_Records for this task_
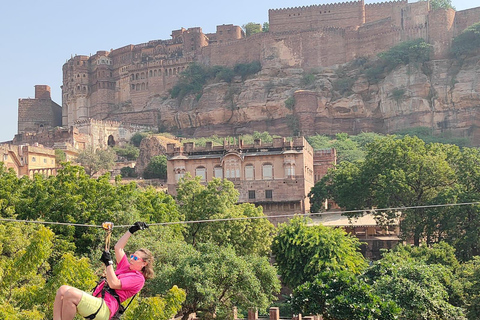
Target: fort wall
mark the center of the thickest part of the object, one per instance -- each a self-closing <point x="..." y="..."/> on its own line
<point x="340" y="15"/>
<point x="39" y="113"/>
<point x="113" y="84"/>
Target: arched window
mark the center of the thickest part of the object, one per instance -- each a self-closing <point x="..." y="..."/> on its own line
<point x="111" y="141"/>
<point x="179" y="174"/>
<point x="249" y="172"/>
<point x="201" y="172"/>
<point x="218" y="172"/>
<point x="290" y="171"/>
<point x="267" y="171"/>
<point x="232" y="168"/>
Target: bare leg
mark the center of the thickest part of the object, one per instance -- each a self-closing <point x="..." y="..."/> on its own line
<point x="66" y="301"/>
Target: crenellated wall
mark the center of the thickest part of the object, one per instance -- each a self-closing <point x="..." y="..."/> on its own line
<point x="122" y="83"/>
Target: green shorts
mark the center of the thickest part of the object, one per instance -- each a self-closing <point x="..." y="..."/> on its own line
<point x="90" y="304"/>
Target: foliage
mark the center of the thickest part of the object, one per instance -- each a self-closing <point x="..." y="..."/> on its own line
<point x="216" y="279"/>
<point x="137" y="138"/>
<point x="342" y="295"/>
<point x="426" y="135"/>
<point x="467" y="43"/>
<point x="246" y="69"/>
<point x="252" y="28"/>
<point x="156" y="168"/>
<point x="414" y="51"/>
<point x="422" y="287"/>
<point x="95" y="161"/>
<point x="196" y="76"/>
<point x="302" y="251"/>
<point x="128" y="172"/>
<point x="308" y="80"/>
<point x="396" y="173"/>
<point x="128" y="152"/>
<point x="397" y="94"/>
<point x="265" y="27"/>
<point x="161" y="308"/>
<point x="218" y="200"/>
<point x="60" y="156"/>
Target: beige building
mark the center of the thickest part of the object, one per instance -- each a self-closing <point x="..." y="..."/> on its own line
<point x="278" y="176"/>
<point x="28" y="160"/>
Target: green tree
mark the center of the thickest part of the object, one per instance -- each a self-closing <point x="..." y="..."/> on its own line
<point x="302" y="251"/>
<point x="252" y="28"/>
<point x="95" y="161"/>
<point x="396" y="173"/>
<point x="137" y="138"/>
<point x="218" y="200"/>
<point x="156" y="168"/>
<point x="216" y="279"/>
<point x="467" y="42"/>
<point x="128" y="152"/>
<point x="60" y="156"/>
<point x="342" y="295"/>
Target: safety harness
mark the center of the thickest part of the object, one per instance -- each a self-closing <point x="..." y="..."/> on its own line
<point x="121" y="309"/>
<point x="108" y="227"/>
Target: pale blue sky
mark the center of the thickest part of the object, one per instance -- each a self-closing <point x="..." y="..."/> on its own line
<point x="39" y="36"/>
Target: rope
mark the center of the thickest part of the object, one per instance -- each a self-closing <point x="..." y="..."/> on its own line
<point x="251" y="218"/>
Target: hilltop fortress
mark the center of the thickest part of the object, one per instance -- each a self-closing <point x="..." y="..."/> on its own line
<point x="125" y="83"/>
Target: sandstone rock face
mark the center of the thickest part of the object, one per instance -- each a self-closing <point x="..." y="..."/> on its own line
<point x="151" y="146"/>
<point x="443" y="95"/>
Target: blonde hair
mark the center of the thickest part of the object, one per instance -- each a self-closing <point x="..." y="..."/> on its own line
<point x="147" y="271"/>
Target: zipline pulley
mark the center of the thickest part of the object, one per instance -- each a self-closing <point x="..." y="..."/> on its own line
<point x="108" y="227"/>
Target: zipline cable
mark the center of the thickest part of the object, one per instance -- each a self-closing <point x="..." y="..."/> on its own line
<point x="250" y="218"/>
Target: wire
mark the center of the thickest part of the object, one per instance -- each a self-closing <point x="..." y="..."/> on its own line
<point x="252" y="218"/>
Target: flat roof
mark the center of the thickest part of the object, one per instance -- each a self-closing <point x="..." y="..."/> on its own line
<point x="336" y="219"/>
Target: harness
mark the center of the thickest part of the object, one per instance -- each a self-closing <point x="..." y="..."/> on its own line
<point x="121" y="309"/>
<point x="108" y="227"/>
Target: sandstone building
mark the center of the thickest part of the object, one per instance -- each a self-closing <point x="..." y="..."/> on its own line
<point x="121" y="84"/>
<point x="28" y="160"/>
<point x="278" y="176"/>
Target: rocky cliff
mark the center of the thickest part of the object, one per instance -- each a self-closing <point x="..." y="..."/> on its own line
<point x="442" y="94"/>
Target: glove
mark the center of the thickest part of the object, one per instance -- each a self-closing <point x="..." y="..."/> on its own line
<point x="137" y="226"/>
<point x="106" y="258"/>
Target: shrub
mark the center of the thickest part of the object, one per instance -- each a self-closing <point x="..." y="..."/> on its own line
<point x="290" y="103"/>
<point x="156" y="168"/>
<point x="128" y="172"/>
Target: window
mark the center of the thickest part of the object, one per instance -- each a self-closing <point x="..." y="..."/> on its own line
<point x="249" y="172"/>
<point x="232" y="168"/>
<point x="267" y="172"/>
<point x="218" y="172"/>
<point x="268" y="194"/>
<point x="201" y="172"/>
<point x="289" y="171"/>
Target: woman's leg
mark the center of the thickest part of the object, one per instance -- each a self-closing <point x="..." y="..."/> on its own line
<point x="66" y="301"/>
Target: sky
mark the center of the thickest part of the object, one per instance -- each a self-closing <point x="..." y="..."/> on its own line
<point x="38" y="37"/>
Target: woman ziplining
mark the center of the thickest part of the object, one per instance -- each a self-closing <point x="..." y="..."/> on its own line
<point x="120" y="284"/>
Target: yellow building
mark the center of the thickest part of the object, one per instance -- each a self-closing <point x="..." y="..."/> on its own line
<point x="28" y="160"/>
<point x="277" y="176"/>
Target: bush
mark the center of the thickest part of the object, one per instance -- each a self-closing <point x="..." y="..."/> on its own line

_Task requirements_
Write the material out again exactly as it appears, dropping the pictures.

_Output of the task_
Target: fort wall
mark the center of the thickest part of the object, one per instance -- each a self-closing <point x="..." y="..."/> on its own line
<point x="340" y="15"/>
<point x="39" y="113"/>
<point x="113" y="84"/>
Target: arched window
mark the center of the thickest part of the object, one per instance -- each a self-closing <point x="..." y="..."/> on its own line
<point x="111" y="141"/>
<point x="179" y="174"/>
<point x="249" y="172"/>
<point x="201" y="172"/>
<point x="218" y="172"/>
<point x="290" y="171"/>
<point x="267" y="171"/>
<point x="232" y="168"/>
Target: bare leg
mark the center of the thickest part of the object, one per instance -- each a self-closing <point x="..." y="..."/> on its own line
<point x="66" y="301"/>
Target: crenellated wall
mark the center of the thickest part of the object, one per instance -- each a self-closing <point x="..." y="..."/> on its own line
<point x="122" y="83"/>
Target: green shorts
mark the center of the thickest part of the object, one per instance -- each a self-closing <point x="..." y="..."/> on its own line
<point x="90" y="304"/>
Target: foliage
mark the center of the thickest part of the object, one per instance -- each a self-closing <point x="..." y="..."/> on its own line
<point x="216" y="279"/>
<point x="137" y="138"/>
<point x="342" y="295"/>
<point x="426" y="135"/>
<point x="467" y="43"/>
<point x="246" y="69"/>
<point x="252" y="28"/>
<point x="156" y="168"/>
<point x="414" y="51"/>
<point x="422" y="287"/>
<point x="95" y="161"/>
<point x="196" y="76"/>
<point x="302" y="251"/>
<point x="128" y="172"/>
<point x="308" y="80"/>
<point x="396" y="173"/>
<point x="128" y="152"/>
<point x="397" y="94"/>
<point x="265" y="27"/>
<point x="161" y="308"/>
<point x="218" y="200"/>
<point x="60" y="156"/>
Target: beige building
mark the center of the thickest part of the object, one per instance -- each a self-closing <point x="..." y="..."/> on its own line
<point x="278" y="176"/>
<point x="28" y="160"/>
Target: green tree
mark the center of the thickest part of the object, one per instance -- each a self-closing <point x="..." y="..."/> on its own line
<point x="302" y="251"/>
<point x="252" y="28"/>
<point x="95" y="161"/>
<point x="396" y="173"/>
<point x="137" y="138"/>
<point x="218" y="200"/>
<point x="156" y="168"/>
<point x="216" y="279"/>
<point x="467" y="42"/>
<point x="128" y="152"/>
<point x="60" y="156"/>
<point x="342" y="295"/>
Target: safety harness
mark the center of the thickest part of the object, one per instance -- each a self-closing <point x="..." y="..."/> on its own line
<point x="121" y="309"/>
<point x="108" y="227"/>
Target: pale blue sky
mark the center of the thickest part of the object, one per instance -- each a self-closing <point x="..." y="..."/> on its own line
<point x="39" y="36"/>
Target: rope
mark the center of the thickest part of the object, one per instance -- each a self-closing <point x="..." y="..."/> on its own line
<point x="251" y="218"/>
Target: hilltop fortress
mark the center of the thickest part of the object, one per instance -- each a self-closing <point x="..." y="..."/> on its own line
<point x="125" y="83"/>
Target: sandstone rock face
mark the center of the thickest part of the object, one per instance -- each a self-closing <point x="..." y="..."/> on its own line
<point x="151" y="146"/>
<point x="443" y="95"/>
Target: blonde hair
mark the center of the thickest part of the object, one per instance -- each a self-closing <point x="..." y="..."/> on its own line
<point x="147" y="271"/>
Target: zipline pulley
mark the center of the thickest part of the object, one per instance -- each a self-closing <point x="..." y="..."/> on its own line
<point x="108" y="227"/>
Target: zipline cable
mark the center of the thickest part of the object, one per instance -- each a self-closing <point x="..." y="..."/> on its own line
<point x="250" y="218"/>
Target: wire
mark the center of the thickest part of the object, one per instance -- each a self-closing <point x="..." y="..."/> on its own line
<point x="252" y="218"/>
Target: flat roof
mark the center of the thickest part of the object, one per instance -- each a self-closing <point x="..." y="..."/> on its own line
<point x="336" y="219"/>
Target: harness
mark the center of the thickest part of the object, one per instance -- each a self-closing <point x="..." y="..."/> on its own line
<point x="121" y="309"/>
<point x="108" y="227"/>
Target: sandstone building
mark the center of the thickest part of the object, one per instance -- each a self-closing <point x="..." y="..."/> on its own line
<point x="121" y="84"/>
<point x="28" y="160"/>
<point x="278" y="176"/>
Target: rocky cliff
mark the center of the thickest part of the object, one per instance -- each a self-closing <point x="..." y="..."/> on its own line
<point x="442" y="94"/>
Target: glove
mark the center of the thickest part of the object, one per instance -- each a self-closing <point x="..." y="..."/> on its own line
<point x="137" y="226"/>
<point x="106" y="258"/>
Target: shrub
mark the center of the thickest part of the object, one per instance -- each a self-closing <point x="..." y="..."/> on its own line
<point x="290" y="103"/>
<point x="156" y="168"/>
<point x="128" y="172"/>
Target: window
mark the center of the thickest part of the object, one per instance -- each a self-closing <point x="..." y="..."/> on its own line
<point x="249" y="172"/>
<point x="232" y="168"/>
<point x="267" y="172"/>
<point x="218" y="172"/>
<point x="268" y="194"/>
<point x="201" y="172"/>
<point x="289" y="171"/>
Target: woman's leg
mark the center of the thickest part of the object, one per instance -- each a self-closing <point x="..." y="..."/> on its own line
<point x="66" y="301"/>
Target: sky
mark the center of the thickest part of the object, one per instance -- each a self-closing <point x="..." y="..."/> on its own line
<point x="38" y="37"/>
Target: woman ziplining
mark the center of the thickest part of the object, one per instance -- each a self-closing <point x="..." y="..."/> on its own line
<point x="120" y="284"/>
Target: yellow building
mark the center of the thickest part of the object, one per instance -- each a self-closing <point x="..." y="..."/> on its own line
<point x="28" y="160"/>
<point x="277" y="176"/>
Target: bush
mark the center of the thickest part of the object, one per instance -- each a self-closing <point x="..." y="..."/> on its own line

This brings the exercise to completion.